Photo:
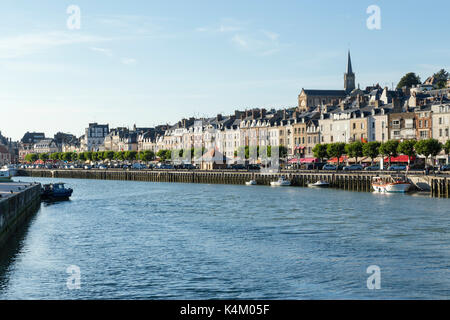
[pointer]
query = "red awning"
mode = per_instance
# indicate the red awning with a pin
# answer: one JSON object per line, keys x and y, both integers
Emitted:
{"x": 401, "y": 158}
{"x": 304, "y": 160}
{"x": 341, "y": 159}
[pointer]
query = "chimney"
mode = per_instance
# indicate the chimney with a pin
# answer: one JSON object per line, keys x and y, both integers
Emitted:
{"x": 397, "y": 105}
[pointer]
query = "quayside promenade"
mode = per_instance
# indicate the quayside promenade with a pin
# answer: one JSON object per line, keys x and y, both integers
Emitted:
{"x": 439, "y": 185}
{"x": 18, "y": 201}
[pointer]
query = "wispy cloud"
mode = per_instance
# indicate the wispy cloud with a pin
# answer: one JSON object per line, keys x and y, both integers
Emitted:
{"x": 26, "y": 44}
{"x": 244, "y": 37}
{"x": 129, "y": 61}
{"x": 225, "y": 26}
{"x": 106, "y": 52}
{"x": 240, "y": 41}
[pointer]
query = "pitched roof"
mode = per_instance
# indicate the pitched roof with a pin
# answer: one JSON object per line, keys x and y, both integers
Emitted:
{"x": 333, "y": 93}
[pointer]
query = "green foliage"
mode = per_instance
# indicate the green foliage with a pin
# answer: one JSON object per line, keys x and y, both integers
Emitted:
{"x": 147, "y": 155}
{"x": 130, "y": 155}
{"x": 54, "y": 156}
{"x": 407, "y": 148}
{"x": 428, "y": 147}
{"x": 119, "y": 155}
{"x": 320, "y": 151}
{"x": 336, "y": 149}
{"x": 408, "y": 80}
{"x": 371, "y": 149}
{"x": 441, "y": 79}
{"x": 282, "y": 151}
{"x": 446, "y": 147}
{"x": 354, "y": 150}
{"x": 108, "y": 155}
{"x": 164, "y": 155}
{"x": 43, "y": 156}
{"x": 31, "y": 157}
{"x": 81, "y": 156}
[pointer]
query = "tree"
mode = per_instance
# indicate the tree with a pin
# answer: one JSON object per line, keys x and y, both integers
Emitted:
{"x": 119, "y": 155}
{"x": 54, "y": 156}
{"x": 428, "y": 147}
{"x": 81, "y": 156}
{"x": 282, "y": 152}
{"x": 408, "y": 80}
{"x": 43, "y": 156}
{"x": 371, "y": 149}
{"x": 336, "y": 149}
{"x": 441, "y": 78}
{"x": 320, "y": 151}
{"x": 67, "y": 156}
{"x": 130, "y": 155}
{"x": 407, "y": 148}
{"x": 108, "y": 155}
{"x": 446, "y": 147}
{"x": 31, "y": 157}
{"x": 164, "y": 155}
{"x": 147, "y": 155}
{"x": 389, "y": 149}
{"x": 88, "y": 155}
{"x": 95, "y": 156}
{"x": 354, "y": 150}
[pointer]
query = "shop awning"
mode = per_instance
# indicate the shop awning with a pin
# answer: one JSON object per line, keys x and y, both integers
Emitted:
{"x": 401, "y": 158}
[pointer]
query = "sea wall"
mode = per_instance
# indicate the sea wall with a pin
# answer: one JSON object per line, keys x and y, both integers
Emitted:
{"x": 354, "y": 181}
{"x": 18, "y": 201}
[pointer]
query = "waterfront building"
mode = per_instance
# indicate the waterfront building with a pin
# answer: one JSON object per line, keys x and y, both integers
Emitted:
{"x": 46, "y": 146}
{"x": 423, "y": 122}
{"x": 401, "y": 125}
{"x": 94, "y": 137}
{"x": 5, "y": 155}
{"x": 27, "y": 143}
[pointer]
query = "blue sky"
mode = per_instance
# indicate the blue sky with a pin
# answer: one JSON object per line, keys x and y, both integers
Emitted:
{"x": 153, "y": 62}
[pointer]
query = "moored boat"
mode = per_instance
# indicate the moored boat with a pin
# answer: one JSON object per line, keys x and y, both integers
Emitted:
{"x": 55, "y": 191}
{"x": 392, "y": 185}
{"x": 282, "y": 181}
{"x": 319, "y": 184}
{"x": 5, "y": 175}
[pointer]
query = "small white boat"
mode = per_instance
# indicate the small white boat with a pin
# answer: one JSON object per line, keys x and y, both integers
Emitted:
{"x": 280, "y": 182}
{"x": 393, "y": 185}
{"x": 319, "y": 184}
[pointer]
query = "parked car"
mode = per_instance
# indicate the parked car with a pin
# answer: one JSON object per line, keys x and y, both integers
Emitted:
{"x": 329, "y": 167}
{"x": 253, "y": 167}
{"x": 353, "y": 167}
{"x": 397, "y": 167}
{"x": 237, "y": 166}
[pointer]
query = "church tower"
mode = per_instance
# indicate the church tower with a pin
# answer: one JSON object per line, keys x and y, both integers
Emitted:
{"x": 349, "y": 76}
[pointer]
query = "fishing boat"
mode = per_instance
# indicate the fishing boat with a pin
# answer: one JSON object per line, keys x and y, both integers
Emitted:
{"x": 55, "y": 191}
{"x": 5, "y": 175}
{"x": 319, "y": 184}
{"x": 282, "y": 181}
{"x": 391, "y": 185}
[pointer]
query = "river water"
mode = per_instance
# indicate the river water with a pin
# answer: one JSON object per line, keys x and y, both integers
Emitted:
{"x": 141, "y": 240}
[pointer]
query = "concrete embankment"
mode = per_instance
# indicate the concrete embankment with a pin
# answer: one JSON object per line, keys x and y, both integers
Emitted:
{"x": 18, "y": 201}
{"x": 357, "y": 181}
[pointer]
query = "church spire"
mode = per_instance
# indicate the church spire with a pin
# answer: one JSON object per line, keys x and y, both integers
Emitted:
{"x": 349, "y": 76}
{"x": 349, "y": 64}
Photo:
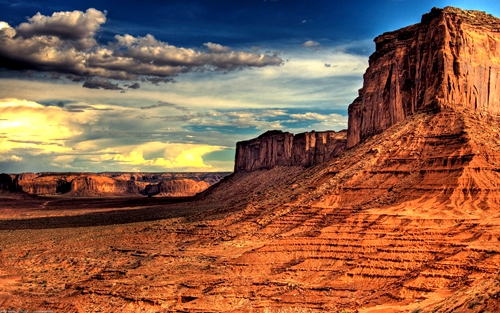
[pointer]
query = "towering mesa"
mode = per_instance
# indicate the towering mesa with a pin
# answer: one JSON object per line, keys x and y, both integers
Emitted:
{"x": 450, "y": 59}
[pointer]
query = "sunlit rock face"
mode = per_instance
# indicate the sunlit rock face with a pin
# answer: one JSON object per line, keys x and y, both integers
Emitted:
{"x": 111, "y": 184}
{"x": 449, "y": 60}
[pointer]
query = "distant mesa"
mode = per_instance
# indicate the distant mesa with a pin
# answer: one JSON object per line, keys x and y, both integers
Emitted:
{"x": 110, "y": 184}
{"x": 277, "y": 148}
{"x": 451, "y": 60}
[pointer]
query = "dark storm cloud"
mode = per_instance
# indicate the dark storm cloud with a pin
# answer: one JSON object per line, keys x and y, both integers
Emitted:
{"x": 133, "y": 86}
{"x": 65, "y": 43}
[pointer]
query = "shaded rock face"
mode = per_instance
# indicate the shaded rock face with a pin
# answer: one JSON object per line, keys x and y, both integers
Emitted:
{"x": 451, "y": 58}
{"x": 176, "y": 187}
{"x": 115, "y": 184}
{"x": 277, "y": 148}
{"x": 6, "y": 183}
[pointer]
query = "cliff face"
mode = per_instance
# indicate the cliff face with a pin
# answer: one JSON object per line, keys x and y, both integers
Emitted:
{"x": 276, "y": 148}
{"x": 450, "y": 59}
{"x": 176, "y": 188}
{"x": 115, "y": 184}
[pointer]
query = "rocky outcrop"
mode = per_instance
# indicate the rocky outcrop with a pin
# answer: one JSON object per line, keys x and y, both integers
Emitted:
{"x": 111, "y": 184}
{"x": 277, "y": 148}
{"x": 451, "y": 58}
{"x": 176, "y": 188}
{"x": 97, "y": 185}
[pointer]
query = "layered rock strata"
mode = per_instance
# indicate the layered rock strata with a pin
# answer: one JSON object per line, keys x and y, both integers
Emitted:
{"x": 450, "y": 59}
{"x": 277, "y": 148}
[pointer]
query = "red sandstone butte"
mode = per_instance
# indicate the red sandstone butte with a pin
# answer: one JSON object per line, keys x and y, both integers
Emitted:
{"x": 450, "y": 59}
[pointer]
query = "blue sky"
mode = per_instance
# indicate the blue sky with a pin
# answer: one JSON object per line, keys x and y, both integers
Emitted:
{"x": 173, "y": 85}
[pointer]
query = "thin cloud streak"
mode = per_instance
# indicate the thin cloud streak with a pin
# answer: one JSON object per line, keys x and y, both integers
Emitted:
········
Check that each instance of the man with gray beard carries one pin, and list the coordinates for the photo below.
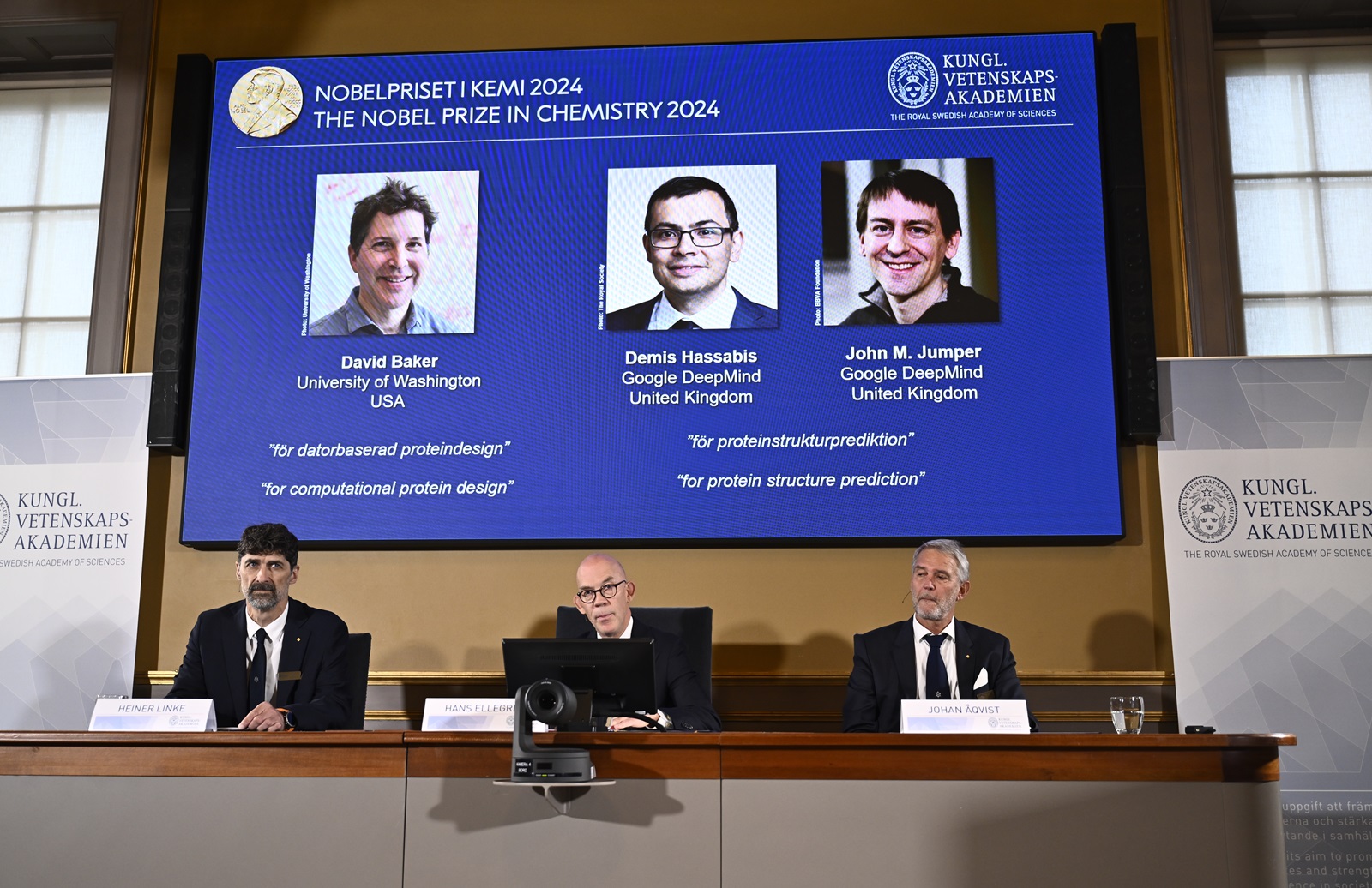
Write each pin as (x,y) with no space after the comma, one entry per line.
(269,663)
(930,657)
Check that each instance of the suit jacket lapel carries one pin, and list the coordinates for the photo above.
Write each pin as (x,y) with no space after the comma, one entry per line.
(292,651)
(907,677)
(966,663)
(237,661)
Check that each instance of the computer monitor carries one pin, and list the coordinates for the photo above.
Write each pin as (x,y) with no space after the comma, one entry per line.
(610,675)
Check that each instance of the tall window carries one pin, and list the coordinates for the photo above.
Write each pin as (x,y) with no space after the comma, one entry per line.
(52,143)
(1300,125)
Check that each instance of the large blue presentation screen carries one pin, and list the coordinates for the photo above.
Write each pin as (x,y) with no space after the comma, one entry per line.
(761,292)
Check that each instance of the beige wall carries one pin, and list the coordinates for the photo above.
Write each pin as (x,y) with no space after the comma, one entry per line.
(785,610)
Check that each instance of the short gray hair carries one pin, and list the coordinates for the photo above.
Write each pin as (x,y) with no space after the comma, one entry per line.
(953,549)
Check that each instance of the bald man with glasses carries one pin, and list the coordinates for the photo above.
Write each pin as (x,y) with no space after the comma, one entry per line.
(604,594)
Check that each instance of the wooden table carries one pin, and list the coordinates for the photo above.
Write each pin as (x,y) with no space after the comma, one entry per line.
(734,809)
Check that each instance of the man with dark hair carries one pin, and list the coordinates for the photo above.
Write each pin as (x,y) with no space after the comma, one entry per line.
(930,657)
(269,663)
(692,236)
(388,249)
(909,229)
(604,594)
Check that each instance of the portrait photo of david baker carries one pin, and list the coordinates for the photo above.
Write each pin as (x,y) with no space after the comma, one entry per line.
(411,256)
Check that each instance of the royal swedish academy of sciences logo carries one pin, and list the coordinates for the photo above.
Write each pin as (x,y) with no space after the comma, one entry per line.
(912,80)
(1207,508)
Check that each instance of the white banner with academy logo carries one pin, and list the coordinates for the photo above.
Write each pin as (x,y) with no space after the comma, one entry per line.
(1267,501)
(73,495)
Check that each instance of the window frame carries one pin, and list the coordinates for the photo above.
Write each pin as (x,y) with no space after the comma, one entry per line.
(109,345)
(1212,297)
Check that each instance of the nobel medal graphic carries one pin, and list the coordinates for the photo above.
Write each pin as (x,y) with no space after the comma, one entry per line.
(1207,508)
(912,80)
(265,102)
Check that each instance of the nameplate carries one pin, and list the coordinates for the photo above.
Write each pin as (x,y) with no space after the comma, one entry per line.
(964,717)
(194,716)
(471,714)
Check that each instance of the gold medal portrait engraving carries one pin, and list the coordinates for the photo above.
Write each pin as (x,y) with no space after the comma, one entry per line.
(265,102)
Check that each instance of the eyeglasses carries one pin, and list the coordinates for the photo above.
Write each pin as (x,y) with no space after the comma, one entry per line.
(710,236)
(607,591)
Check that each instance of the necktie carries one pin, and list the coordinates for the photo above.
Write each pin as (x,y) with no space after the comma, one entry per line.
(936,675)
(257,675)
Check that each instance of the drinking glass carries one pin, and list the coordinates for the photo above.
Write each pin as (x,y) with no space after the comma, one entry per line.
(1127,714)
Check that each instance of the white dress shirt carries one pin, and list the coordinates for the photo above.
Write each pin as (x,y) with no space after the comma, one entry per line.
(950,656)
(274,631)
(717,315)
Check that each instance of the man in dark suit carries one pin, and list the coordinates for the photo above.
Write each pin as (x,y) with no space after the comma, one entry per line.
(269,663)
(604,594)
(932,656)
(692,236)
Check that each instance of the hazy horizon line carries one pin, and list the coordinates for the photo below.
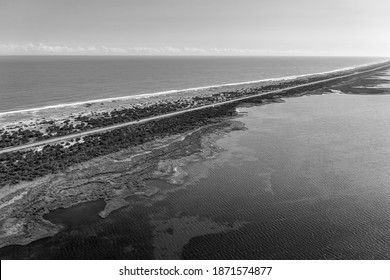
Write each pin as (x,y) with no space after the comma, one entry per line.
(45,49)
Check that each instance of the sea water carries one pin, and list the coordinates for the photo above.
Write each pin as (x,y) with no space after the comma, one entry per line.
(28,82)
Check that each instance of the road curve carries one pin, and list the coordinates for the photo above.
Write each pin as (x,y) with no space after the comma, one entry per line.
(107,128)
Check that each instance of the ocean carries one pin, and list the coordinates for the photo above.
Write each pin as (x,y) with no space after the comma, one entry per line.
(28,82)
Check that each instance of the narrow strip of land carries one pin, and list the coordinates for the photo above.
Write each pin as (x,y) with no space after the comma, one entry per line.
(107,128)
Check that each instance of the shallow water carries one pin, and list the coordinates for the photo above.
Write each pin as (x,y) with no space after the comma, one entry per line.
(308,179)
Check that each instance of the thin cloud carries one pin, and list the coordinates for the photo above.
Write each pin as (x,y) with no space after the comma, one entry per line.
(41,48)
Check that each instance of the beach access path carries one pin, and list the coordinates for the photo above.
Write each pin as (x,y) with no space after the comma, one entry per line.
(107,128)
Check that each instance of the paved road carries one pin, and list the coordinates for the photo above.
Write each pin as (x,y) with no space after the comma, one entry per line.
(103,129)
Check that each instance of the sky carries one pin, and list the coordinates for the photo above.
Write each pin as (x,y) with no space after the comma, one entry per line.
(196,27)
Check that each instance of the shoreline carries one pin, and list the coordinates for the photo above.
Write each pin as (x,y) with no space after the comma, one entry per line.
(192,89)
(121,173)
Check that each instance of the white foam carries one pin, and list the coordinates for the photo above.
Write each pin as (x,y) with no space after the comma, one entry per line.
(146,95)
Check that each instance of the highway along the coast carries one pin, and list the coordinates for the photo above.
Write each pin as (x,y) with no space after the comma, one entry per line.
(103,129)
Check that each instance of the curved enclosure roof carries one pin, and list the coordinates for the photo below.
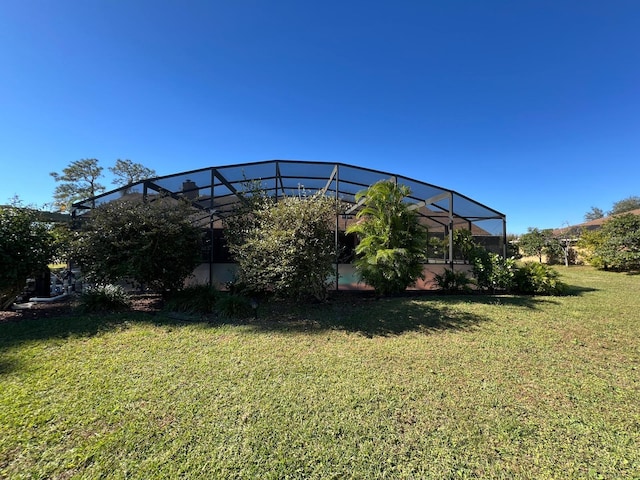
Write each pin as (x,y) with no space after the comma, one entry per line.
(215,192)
········
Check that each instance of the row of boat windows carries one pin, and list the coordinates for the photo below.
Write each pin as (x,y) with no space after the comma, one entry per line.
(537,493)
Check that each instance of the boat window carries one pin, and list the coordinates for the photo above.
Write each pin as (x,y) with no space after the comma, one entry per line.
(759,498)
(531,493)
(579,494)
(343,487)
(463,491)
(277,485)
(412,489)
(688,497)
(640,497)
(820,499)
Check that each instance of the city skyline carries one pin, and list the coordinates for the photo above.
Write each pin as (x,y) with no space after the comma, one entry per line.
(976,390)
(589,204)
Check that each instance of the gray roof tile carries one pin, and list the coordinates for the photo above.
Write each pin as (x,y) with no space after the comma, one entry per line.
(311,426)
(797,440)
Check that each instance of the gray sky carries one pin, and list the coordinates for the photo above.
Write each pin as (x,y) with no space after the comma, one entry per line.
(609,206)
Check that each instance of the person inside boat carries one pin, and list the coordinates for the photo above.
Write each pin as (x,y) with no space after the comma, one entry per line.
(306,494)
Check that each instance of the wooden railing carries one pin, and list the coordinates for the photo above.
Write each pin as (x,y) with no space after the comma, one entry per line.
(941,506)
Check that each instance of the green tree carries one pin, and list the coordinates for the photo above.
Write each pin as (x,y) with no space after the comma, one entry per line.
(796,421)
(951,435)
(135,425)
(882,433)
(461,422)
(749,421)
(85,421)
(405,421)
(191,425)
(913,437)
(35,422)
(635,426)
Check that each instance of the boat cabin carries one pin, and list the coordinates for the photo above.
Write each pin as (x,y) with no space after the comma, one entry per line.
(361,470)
········
BRIEF: Going back to the entries above, set down exactly the lines that begin at the one with "Check that each instance of the royal" and end at the one with "Check that each instance of the nameplate", both included, and nothing else.

SOLUTION FOR THIS TASK:
Check that each instance of the royal swedish academy of sciences logo carries one pin, and list the coordinates for the photo above.
Write each pin as (x,y) with no space after the comma, one entry per line.
(912,80)
(1207,508)
Check that each instance of the white banner with academy logo carries one pin, and list the coordinates for the photo above.
Write each pin as (x,y) with no space after the comma, one entry per line.
(1267,501)
(73,495)
Check that each instance of the window frame carries one pin, and list the coordinates for the photo above.
Write each pin as (x,y) with no space after the comma, one entry per line.
(109,345)
(1212,297)
Check that each instance of the nobel medal graphic carries one pin, and list the coordinates for the photo above.
Write each pin as (x,y) with no space after the comma, one entry per line.
(1207,508)
(912,80)
(265,102)
Check that each instance of the nameplate carries one pin, and list the coordinates for the photo above.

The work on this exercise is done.